Esercizio 1 -> Secondo il brano su Pier, per quale motivo egli ricorreva a una terminologia preziosa? Risponda in una o due frasi.
Esercizio 2 -> Elenchi tutte le parole ricercate e un po' desuete che il brano su Pier cita come esempi del suo lessico.
Esercizio 3 -> Prosegua il brano su Pier a partire dall'ultima frase riportata.

Brano dell'esercizio ->
++++++++
Pier amava ricorrere a parole e periodi ricercati, un po’ desueti-‘stregante’, ‘smussante’, ‘umbratile’- : termini che rivelavano un gusto, un mondo interiore, e una chiave interpretativa della realtà, cosi come a un mondo di valori ormai obsoleti si appellavano i suoi preziosi consigli per muovermi nel mondo editoriale: l’onestà, la correttezza, la sacralità della parola data…. Non ricorreva a questa terminologia preziosa per snobismo o per compiacimento, ma per ‘decorare’ al meglio i concetti, e anche per appagare il suo innato senso musicale (suo padre dirigeva la Schola Cantorum di Bra), e che gli aveva permesso di portare a termine due belle biografie, Il gesto e il sortilegio su arte e mistica della direzione d’orchestra (Edizioni Fogola) dedicato a Evelino Pidò, e Luciano Pavarotti: canto e controcanto(Edizioni Quattroventi, Urbino).
++++++++
Estratti di dati ->
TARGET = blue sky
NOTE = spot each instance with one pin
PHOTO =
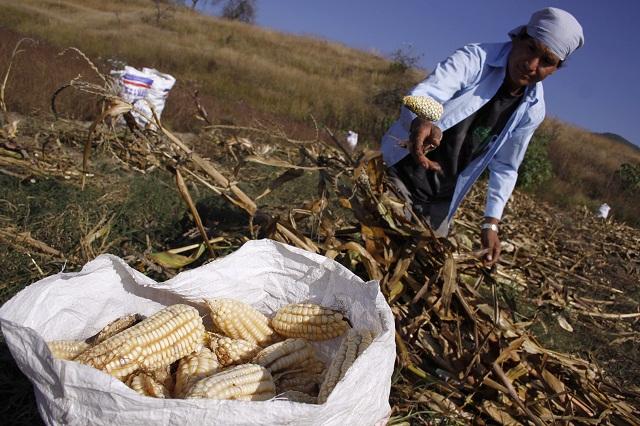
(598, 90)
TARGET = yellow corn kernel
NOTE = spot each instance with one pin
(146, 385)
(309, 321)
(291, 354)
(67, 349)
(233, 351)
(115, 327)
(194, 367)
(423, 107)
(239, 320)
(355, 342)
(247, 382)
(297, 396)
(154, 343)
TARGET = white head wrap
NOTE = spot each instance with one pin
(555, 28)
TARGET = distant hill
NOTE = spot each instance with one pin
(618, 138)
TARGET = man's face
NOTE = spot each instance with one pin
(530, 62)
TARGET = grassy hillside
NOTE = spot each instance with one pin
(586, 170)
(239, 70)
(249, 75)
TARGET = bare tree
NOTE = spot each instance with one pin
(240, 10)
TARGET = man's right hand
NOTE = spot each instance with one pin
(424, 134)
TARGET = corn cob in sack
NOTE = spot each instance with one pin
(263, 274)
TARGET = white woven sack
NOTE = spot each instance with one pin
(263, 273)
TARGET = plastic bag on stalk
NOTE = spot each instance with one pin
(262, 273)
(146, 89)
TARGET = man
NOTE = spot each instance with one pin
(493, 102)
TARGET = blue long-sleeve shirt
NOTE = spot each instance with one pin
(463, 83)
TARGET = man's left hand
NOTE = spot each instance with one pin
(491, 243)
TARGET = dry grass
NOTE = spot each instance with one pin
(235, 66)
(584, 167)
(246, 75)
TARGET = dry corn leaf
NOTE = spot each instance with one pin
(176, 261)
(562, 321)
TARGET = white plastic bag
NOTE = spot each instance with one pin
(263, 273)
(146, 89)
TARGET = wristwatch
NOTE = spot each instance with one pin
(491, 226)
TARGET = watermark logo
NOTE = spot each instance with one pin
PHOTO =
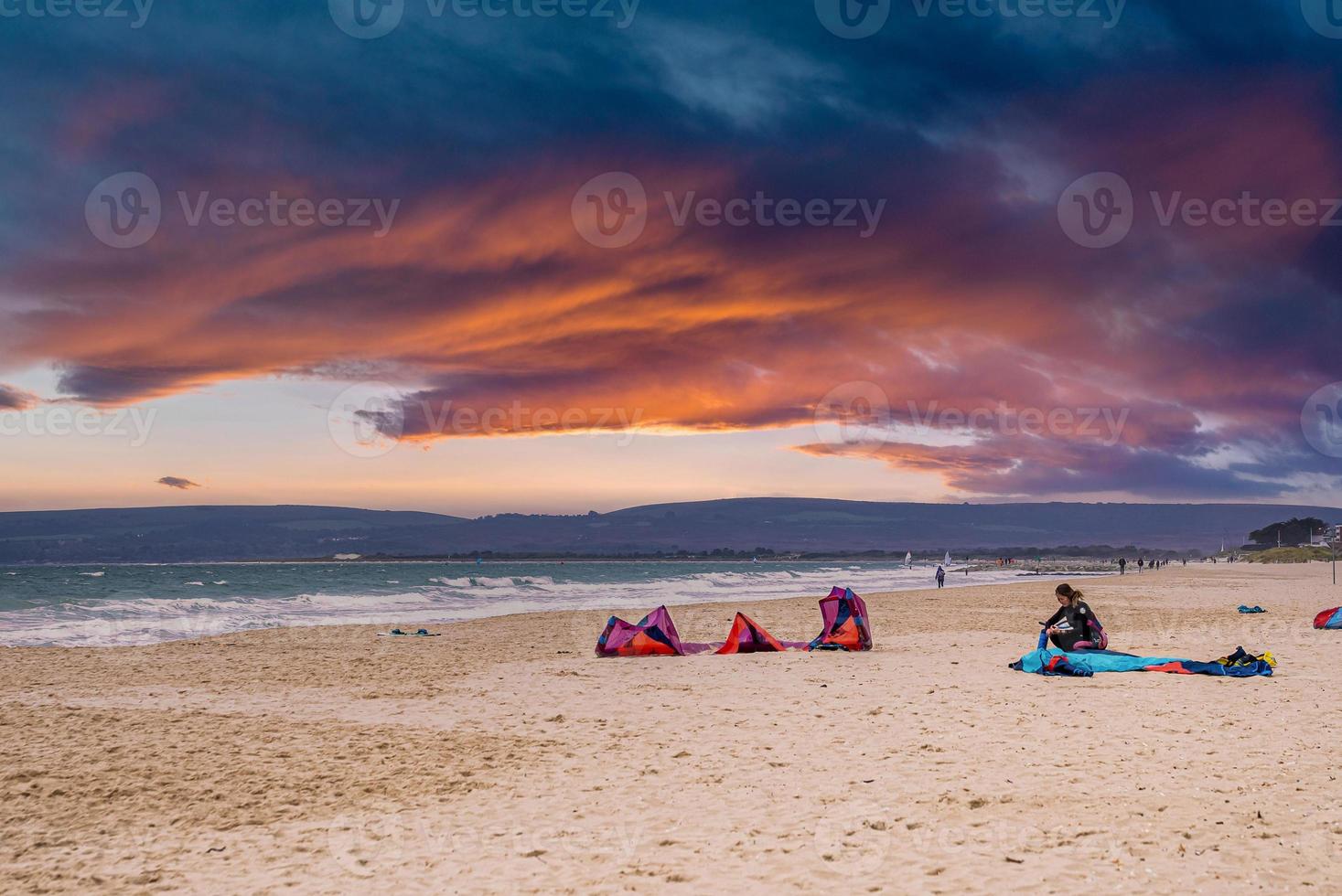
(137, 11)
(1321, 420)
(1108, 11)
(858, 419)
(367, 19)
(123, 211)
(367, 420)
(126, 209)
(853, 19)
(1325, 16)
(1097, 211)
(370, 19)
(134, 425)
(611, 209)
++++++++
Risposta 1 -> Pier non vi ricorreva per snobismo o per compiacimento. Lo faceva per «decorare» al meglio i concetti e per appagare il suo innato senso musicale.

Risposta 2 ->
- stregante
- smussante
- umbratile

Risposta 3 ->
Tutto in lui era compostezza e armonia, come nelle sue opere, che consideravo vere partiture musicali: la sua naturale indignazione verso la volgarità e la scorrettezza non era mai espressa con virulenza, ma percorreva la strada dell’ironia, del sottile sarcasmo; e nella felicità Pier Luigi manteneva quel pizzico di riservatezza che, nei sabaudi, si accompagna all’apertura di cuore.
Ho sempre pensato che, se fosse stato una musica, Berbotto sarebbe stato l’Andante maestoso del Concerto rosso
Un giorno Pier mi chiamò, chiedendomi consiglio per il libro che stava ultimando: Uno sguardo oltre la siepe, l’opera più intimista, fra i tanti suoi piccoli capolavori: una raccolta di saggi, aneddoti, racconti collegati fra loro da ciò che Giovanni Arpino, di cui Berbotto fu amico, definiva ‘il grumo segreto’ per arrivare al cuore del lettore.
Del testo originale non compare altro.